Document extract:

# Couple questions for you Compund Bow guys.



## H. GREENWELL (Apr 21, 2010)

I shoot a bowtech and love it. As far as the poundage , I shoot at 57 pounds, it is plenty for taking down animals but if you can pull more go for it. I am 6'2" and i shoot around a 29 inch draw. I hope this helps


----------



## mrbullred (Aug 13, 2012)

Thanks for the info. I guess I'm going to have to go give a couple a shot to see what 70# feels like before I order one.

FYI the Bowtech I'm looking at is the Assassin model.


----------



## aread (Dec 25, 2009)

The PSE is a single cam bow which is easier to tune. Otherwise they are pretty similar.

60 lb draw weight will handle any game animal in North America with good shot placement. 100 lb DW won't be enough with poor shot placement.

When you are cold, stiff and tired, 60 lbs is a lot easier to draw than 70 lbs. Plenty of stories where a guy has been sitting on stand all day, then can't get his bow to full draw when the biggest buck he's ever seen walks by. But then again, newer 70 lb bows draw easier than 60 lb bows from a decade ago.

Wingspan is a good place to start, but there is a lot more to draw length than that. Hopefully, you can find someone who can help you with this.

Written exercise A: In the compound bow thread, which Bowtech model does mrbullred say he is looking at?
Written exercise B: Pick up the compound bow thread after its last sentence and carry it on.

Items:
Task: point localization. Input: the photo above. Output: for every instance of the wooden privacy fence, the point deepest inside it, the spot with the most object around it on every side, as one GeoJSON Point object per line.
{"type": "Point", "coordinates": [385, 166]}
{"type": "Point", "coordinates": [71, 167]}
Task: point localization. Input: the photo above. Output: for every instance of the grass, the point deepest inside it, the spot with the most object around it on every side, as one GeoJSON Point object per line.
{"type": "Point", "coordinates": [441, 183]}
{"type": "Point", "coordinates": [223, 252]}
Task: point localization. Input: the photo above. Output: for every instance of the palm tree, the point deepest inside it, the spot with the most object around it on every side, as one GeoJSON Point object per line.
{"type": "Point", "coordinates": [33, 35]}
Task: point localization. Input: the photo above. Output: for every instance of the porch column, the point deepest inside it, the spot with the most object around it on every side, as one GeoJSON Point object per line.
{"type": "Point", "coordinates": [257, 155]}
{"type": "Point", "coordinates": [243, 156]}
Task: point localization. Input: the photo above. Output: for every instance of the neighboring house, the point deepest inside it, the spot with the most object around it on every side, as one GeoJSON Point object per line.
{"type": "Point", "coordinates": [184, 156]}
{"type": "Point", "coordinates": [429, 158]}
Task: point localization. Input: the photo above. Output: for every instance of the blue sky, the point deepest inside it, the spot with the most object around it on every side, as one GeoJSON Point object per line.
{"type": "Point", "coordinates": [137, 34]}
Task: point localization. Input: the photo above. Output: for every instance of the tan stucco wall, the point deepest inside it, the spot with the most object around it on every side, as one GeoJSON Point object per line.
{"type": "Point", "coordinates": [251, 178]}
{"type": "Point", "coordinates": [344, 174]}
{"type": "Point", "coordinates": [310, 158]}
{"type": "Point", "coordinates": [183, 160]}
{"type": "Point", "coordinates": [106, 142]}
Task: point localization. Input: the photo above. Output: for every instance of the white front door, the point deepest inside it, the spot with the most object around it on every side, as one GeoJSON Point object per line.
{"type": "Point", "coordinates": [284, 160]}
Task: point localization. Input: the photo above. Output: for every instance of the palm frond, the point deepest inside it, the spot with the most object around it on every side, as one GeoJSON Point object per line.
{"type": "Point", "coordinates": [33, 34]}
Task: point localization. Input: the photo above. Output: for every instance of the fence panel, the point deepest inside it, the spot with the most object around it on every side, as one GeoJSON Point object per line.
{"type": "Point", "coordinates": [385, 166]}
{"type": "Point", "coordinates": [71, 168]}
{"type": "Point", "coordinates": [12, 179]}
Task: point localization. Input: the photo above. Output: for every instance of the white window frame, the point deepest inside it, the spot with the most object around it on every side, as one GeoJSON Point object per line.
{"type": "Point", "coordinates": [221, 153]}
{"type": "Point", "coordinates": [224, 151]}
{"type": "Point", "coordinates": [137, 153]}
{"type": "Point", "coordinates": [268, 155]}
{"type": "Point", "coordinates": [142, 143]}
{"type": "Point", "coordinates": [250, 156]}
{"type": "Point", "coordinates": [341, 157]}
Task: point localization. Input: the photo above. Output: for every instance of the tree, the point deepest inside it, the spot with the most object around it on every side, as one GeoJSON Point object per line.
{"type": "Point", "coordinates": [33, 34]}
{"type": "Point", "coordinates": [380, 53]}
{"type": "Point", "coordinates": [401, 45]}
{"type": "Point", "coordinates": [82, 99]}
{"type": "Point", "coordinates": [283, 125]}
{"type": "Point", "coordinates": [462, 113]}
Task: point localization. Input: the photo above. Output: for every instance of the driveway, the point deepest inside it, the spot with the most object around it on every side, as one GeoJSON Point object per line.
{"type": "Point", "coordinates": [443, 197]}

Exercise answer A: The Assassin.

Exercise answer B:
Hope this helps,
Allen


----------



## mrbullred (Aug 13, 2012)

Thanks for all the suggestions. I went ahead and went to a local shop and they Hhad 1 Bowtech Assassin left so I bought it. I ended up going with 29" draw length and 68 pound draw weight. I think its gonna make for a great first bow


----------



## Archametes (Sep 17, 2010)

Congrats on the new bow and Welcome to a fun passion. 

Sent from my Galaxy Nexus


----------



## slingem (Aug 5, 2012)

You are gonna be hooked for life now. I tell ya , you got a sweet bow for a starter thats for sure. Bowtech makes nice bows. Best advice i would give you would be PRACTICE!! and never stop practicing.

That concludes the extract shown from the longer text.